What is expected ▸ Count the lines below that contain the string "player", treating case as significant, and give only the number.

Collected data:
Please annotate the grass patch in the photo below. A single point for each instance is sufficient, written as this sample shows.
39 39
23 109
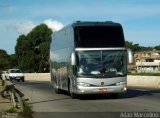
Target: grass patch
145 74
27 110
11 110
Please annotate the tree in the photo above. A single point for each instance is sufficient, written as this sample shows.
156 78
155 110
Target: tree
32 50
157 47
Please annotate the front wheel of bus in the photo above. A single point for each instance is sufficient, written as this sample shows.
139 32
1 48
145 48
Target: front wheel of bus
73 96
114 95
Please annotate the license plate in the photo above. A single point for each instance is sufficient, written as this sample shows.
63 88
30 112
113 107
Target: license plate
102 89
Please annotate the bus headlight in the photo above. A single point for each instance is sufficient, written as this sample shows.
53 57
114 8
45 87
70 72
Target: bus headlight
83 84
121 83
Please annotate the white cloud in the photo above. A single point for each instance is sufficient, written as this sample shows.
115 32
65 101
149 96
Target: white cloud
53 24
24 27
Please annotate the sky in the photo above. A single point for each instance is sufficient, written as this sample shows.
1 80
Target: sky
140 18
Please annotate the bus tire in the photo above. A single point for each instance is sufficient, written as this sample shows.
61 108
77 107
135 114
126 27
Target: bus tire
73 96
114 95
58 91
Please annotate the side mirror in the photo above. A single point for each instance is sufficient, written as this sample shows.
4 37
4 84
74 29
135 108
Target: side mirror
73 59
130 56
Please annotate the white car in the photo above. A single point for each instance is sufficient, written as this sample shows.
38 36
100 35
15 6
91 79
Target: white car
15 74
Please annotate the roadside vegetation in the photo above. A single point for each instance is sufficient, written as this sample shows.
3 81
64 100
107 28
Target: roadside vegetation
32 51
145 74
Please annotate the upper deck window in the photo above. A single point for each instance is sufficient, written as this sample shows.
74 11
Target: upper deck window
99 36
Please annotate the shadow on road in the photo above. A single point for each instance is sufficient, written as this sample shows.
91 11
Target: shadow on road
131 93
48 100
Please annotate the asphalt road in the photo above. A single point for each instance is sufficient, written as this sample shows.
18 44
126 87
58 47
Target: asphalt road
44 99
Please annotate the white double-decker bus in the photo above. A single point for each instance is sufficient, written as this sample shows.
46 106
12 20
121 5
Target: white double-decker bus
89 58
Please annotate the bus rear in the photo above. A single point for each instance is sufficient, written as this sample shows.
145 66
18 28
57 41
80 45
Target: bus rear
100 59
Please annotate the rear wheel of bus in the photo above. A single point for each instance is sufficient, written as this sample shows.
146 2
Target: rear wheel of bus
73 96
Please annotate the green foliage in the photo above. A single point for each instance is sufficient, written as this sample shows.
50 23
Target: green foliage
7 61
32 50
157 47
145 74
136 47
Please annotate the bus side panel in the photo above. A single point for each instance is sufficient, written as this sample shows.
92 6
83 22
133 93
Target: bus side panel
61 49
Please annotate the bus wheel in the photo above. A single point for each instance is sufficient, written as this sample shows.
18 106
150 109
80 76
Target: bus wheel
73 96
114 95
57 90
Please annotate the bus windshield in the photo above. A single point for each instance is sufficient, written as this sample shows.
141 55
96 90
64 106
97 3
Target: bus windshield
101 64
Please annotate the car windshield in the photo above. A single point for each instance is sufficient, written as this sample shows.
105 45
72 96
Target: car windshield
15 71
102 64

--

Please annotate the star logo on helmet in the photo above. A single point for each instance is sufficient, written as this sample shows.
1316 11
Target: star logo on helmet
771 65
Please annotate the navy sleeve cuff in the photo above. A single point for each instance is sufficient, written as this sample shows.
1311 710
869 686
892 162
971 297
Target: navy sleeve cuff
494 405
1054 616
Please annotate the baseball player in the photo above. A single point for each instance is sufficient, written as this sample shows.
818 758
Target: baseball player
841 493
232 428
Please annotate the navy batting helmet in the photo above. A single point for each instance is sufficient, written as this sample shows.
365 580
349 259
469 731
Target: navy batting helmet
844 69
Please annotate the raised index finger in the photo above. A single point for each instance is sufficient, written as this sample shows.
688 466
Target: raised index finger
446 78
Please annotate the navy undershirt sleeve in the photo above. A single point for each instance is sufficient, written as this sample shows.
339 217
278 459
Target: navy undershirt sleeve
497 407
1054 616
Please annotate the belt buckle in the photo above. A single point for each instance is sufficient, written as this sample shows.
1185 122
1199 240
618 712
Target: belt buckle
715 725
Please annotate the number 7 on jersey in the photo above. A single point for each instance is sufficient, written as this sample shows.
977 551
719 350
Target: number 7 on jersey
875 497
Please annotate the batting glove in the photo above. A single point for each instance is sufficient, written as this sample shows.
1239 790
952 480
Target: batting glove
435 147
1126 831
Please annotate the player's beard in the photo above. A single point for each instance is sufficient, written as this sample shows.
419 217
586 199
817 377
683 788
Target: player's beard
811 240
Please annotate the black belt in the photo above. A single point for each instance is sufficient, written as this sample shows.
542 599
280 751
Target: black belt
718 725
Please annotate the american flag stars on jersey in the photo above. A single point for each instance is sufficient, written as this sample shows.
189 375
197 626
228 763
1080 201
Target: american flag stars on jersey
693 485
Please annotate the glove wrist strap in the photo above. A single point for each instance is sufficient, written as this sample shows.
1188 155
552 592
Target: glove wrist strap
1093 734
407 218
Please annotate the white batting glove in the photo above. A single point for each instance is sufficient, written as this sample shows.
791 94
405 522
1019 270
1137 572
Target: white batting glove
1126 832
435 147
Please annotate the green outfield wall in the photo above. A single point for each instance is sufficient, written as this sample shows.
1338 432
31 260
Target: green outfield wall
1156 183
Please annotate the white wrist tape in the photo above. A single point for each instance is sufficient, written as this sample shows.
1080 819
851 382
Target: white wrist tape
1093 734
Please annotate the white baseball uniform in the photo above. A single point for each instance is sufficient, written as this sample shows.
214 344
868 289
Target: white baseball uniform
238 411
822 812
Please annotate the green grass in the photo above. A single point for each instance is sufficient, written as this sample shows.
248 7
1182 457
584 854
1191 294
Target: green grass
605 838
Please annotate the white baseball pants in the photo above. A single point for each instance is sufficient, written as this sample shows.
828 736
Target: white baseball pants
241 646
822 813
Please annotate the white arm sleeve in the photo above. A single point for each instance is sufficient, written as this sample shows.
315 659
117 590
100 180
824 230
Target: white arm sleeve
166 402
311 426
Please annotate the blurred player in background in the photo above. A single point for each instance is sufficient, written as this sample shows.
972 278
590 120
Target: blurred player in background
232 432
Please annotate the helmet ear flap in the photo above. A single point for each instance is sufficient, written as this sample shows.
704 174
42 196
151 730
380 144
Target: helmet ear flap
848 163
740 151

Correct result ▸ 6